**TO DO**
1 > Answer these questions from the concert review, each on its own line:
(a) How did the writer learn about the performance?
(b) What price were the seats offered at?
(c) From which row did the writer watch the musicians?
2 > Copy out the stretch of the concert review from "Above: conductor Ludovic" through "the more attractive.", swapping "postcard" for "flyer".
___ SELECTED EXTRACT
Above: conductor Ludovic Morlot
Monday February 1st, 2016 - In surveys, music-lovers are often asked: "How did you hear about tonight's concert?" This evening's performance by The Curtis Symphony at Carnegie Hall came to my attention thanks to a postcard received in the mail; otherwise I'd never have known about it until it was too late. Two rather rare and unusual items on the program - by Busoni and Berio respectively - were a major inducement to attend, as was the opportunity to hear Mahler's 1st and to re-encounter conductor Ludovic Morlot. The offer of $25 seats (anywhere in the Hall) made the concert all the more attractive.
The young musicians of the Curtis Symphony are an attractive lot, and their sincere and passionate playing - observed from the fifth row - gave the evening a good impetus. We were so close to the violinists and I so enjoyed watching their technical agility and the vigor of their bowing in the more feverish moments. Individual personalities always managed to shine thru.
______
___ STORED RECORDS
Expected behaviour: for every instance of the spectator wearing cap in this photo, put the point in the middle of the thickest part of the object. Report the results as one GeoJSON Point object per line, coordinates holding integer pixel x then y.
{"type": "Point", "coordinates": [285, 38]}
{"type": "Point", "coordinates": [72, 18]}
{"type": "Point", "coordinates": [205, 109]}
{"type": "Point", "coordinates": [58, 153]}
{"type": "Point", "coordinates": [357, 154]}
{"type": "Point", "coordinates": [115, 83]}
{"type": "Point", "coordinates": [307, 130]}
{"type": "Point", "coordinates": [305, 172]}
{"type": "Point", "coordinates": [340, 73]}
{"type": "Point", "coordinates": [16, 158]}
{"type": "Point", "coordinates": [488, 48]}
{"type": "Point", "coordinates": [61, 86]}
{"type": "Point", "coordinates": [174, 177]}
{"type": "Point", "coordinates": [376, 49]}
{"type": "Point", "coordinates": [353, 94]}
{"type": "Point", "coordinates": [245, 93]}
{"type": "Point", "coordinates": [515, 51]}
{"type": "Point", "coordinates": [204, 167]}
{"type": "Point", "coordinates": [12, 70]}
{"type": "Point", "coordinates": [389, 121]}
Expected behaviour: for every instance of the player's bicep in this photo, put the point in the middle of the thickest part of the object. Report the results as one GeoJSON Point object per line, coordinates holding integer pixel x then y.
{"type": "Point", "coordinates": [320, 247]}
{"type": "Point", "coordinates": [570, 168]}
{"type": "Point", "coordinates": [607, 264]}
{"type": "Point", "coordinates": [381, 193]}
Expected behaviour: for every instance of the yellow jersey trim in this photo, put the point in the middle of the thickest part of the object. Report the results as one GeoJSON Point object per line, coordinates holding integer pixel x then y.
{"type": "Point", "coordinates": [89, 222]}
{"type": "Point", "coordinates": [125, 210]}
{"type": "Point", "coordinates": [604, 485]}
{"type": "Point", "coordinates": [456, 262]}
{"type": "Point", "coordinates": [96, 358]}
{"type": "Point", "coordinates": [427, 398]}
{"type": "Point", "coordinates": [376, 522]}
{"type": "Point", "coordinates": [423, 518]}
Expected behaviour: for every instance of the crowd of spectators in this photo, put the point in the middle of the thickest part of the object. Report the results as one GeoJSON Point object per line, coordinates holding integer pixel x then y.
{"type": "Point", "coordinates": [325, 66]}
______
**THE RESULTS**
1 >
(a) A postcard received in the mail.
(b) $25, for seats anywhere in the Hall.
(c) The fifth row.

2 >
Above: conductor Ludovic Morlot
Monday February 1st, 2016 - In surveys, music-lovers are often asked: "How did you hear about tonight's concert?" This evening's performance by The Curtis Symphony at Carnegie Hall came to my attention thanks to a flyer received in the mail; otherwise I'd never have known about it until it was too late. Two rather rare and unusual items on the program - by Busoni and Berio respectively - were a major inducement to attend, as was the opportunity to hear Mahler's 1st and to re-encounter conductor Ludovic Morlot. The offer of $25 seats (anywhere in the Hall) made the concert all the more attractive.